# start of DATA FOR THE TASK

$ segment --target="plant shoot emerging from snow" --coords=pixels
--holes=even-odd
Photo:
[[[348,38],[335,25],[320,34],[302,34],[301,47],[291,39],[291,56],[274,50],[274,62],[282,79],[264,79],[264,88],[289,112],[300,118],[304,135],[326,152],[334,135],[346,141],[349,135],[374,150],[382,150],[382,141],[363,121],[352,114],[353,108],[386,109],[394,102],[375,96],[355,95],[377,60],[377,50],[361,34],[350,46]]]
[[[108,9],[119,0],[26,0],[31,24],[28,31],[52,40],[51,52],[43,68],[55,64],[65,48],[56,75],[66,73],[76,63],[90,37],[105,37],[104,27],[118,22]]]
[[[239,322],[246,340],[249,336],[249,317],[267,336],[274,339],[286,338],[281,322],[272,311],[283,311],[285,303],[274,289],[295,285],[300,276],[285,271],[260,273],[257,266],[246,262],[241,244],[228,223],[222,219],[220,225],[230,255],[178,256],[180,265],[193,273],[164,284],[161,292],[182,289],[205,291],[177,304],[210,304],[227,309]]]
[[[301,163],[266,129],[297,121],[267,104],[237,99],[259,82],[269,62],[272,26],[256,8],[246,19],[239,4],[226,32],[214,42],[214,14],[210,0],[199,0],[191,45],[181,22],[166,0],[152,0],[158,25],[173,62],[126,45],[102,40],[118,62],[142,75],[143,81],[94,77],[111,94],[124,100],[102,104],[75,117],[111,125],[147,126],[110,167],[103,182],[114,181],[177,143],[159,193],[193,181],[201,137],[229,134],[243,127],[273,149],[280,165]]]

# end of DATA FOR THE TASK

§ EXERCISE BRIEF: Repeat each of the rows above verbatim, keeping every character and line break unchanged.

§ WORKED ANSWER:
$ segment --target="plant shoot emerging from snow" --coords=pixels
--holes=even-odd
Photo:
[[[348,38],[335,25],[320,34],[302,34],[301,47],[291,39],[291,56],[274,50],[274,62],[282,79],[264,79],[264,88],[289,112],[300,118],[304,135],[326,152],[334,135],[346,141],[349,135],[374,150],[382,150],[382,141],[363,121],[352,114],[353,108],[386,109],[394,102],[375,96],[355,95],[377,60],[377,50],[361,34],[350,46]]]
[[[108,9],[119,0],[26,0],[31,24],[28,31],[52,40],[51,52],[43,68],[55,64],[65,48],[56,75],[66,73],[76,63],[90,37],[105,37],[104,27],[118,22]]]
[[[239,322],[246,340],[249,336],[249,317],[267,336],[274,339],[286,338],[281,322],[272,311],[283,311],[285,303],[274,289],[295,285],[300,276],[285,271],[260,273],[257,266],[246,262],[241,244],[228,223],[222,219],[220,225],[230,255],[178,256],[180,265],[193,273],[164,284],[161,292],[182,289],[205,291],[177,304],[210,304],[227,309]]]
[[[301,163],[266,129],[297,121],[267,104],[237,99],[259,82],[269,62],[272,26],[256,8],[246,19],[239,4],[226,32],[214,42],[214,14],[210,0],[199,0],[191,45],[181,22],[166,0],[152,0],[158,25],[173,62],[126,45],[102,40],[118,62],[142,75],[143,81],[94,77],[111,94],[124,100],[102,104],[75,117],[111,125],[147,126],[110,167],[103,182],[114,181],[177,143],[159,193],[193,181],[201,137],[229,134],[243,127],[273,149],[280,165]]]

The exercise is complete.